## TEKS BACAAN
<<<<
Sekiranya Rasulullah Masih Bersama

Yuk bagikan infonya...

muhammad

Kehadiran bulan Rabiul Awal tahun ini begitu berbeda. Inilah bulan kelahiran junjungan kita yang santun tutur katanya, lembut dan lapang hatinya, manis dan indah raut wajahnya, Nabi Muhammad SAW.

Peringatan Maulid Nabi pun tampak meriah di berbagai belahan dunia. Bahkan, di negeri kelahiran Baginda SAW sendiri yang selama ini dipandang bid’ah, tahun ini mulai diperingati secara terbuka oleh Kerajaan Arab Saudi.

Di Indonesia, peringatan Maulid Nabi sudah menjadi tradisi. Namun, untuk pertama kali dalam sejarah dihadiri oleh jutaan umat Islam di Monas, Jakarta, (2/12) lalu. Momentum ini menjadi sangat penting untuk menegaskan bahwa tidak relevan lagi membincangkan status hukumnya. Namun, ada hal yang lebih urgen, yakni merajut tali ukhuwah Islamiyah yang sempat terbelah oleh perbedaan paham (QS 3:103).

Pada hari yang sama, saya diundang Kedutaan Besar Malaysia di Jakarta untuk ceramah Maulid. Judul tulisan bernada Melayu ini pun saya ambil dari tema acara tersebut.

Pertanyaan yang dihadapkan adalah bagaimana sikap Nabi SAW melihat umat Islam sekiranya masih hidup? Sejujurnya sulit bahkan tak kuasa membayangkannya. Walaupun, semestinya kita berupaya agar beliau hadir di setiap kesempatan.

Jika beliau SAW menyaksikan kondisi umat Islam, mungkin akan menunjukkan empat sikap. Pertama, terisak sedih. Mengapa beliau menangis? Karena perilaku sebagian umatnya yang menyalahi Alquran dan sunah. Semua sisi kehidupan beliau, mulai dari bangun tidur hingga tidur kembali menjadi model (QS 33:21). Tetangga tak bisa hidup tenang karena ulah buruk kita (HR Bukhari). Orang tua yang hidup di usia tua diabaikan (QS 17:23). Sesama Muslim saling menghujat, mencederai, bertikai, bahkan membunuh (HR Muslim 4650).

Kedua, terdiam heran. Sebagian kita menjalankan kewajiban karena terpaksa (QS 98:5). Shalat dijalankan, tapi korupsi, menipu. dan merusak alam juga dikerjakan (QS 29:45). Shalat terburu-buru yang penting lepas utang. Bayar zakat selalu minimal dengan penuh perhitungan. Puasa hanya menahan lapar, haus, dan seks tanpa makna kebaikan sosial. Nabi SAW akan keheranan melihat ibadah kita yang tak berbekas dalam perilaku keseharian.
>>>>
## ENTRI DATA
<<<<
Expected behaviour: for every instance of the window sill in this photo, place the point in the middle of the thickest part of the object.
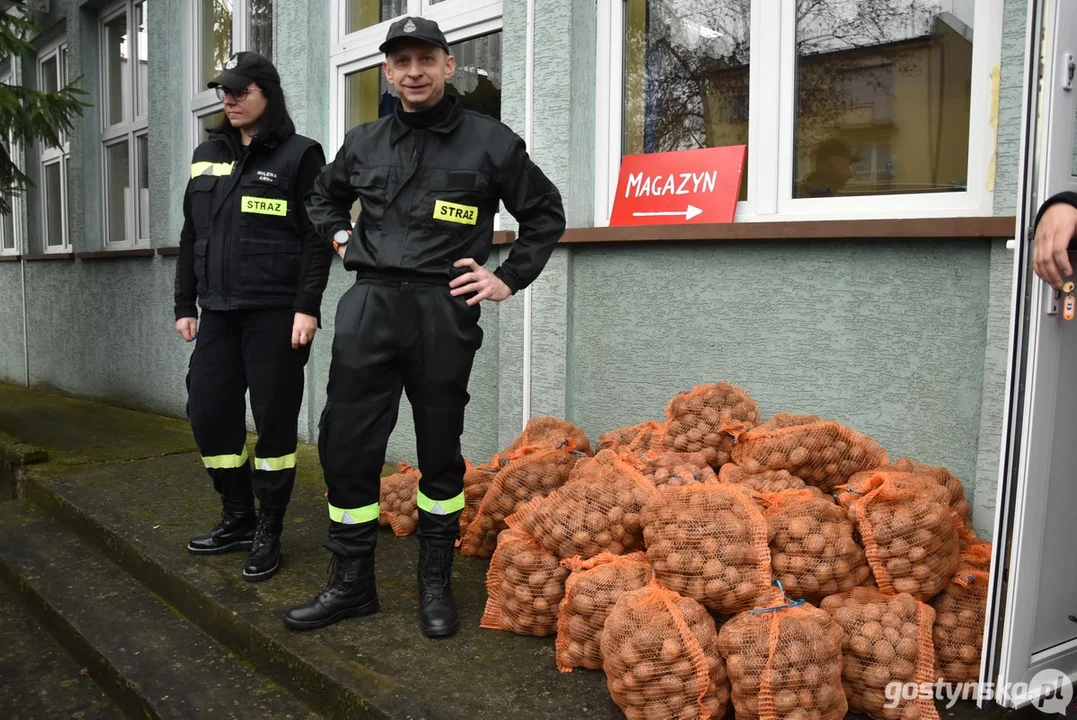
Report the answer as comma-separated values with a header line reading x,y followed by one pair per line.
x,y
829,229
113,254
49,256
>>>>
<<<<
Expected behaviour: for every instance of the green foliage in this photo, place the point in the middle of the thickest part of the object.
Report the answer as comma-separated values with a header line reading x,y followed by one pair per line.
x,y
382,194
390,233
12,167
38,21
>>>>
<<<<
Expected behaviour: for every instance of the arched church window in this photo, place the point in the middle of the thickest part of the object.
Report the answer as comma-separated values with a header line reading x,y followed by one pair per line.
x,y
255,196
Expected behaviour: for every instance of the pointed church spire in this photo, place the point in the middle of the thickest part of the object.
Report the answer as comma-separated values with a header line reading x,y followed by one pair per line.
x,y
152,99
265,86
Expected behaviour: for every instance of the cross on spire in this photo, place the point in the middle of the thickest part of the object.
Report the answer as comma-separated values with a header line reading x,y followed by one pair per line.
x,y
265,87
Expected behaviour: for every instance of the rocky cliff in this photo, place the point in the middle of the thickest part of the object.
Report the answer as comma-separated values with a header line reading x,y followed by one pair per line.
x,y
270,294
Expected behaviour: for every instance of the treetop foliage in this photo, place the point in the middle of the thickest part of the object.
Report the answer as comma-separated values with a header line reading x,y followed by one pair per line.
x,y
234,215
>>>>
## PERINTAH TUGAS
Tolong sebutkan semua rujukan ayat Alquran yang ditandai dengan singkatan QS dalam teks tentang Maulid Nabi di atas.

## JAWABAN LATIHAN
QS 3:103
QS 33:21
QS 17:23
QS 98:5
QS 29:45